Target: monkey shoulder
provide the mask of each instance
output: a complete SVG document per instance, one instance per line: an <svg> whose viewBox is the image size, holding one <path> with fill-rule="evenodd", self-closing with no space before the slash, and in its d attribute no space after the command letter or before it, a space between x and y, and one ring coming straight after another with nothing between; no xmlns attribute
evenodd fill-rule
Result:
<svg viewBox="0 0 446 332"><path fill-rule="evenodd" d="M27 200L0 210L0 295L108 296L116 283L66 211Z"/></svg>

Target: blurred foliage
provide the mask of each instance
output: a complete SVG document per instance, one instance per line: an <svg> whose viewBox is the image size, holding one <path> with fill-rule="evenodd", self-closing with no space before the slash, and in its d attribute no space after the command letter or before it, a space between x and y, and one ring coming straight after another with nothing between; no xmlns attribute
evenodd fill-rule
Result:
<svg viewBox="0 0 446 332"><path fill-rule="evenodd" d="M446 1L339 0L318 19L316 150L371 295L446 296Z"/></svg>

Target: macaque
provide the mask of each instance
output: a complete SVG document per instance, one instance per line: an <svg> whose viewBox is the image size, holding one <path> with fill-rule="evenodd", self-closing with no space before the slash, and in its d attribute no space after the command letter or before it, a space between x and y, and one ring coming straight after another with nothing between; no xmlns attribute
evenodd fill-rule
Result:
---
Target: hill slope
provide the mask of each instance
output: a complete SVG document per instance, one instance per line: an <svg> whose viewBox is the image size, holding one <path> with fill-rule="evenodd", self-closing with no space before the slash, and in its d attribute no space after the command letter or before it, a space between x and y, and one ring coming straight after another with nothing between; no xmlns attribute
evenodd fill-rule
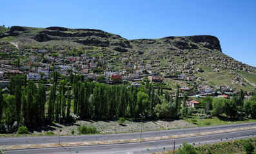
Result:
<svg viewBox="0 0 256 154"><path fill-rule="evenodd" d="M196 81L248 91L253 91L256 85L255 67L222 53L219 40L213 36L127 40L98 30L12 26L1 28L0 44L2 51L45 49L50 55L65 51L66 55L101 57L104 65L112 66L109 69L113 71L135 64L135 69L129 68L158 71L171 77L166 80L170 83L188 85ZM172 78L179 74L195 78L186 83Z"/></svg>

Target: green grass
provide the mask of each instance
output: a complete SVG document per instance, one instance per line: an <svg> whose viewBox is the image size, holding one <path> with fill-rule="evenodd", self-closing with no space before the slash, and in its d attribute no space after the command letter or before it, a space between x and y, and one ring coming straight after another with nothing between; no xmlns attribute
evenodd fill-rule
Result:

What to do: Return the data from the line containing "Target: monkey shoulder" through the line containing "200L0 210L0 295L108", with both of those lines included, reproduced exactly and nothing else.

Output of the exercise:
Target: monkey shoulder
provide the mask of each instance
output: a complete SVG document per instance, one instance per line: an <svg> whose viewBox is the image size, holding one <path> with fill-rule="evenodd", self-closing with no space before the slash, and in its d attribute no space after the command letter or before it, a space between x and y, and one ring coming straight after another with nothing between; no xmlns attribute
evenodd fill-rule
Result:
<svg viewBox="0 0 446 332"><path fill-rule="evenodd" d="M27 200L0 210L0 295L108 296L116 283L66 211Z"/></svg>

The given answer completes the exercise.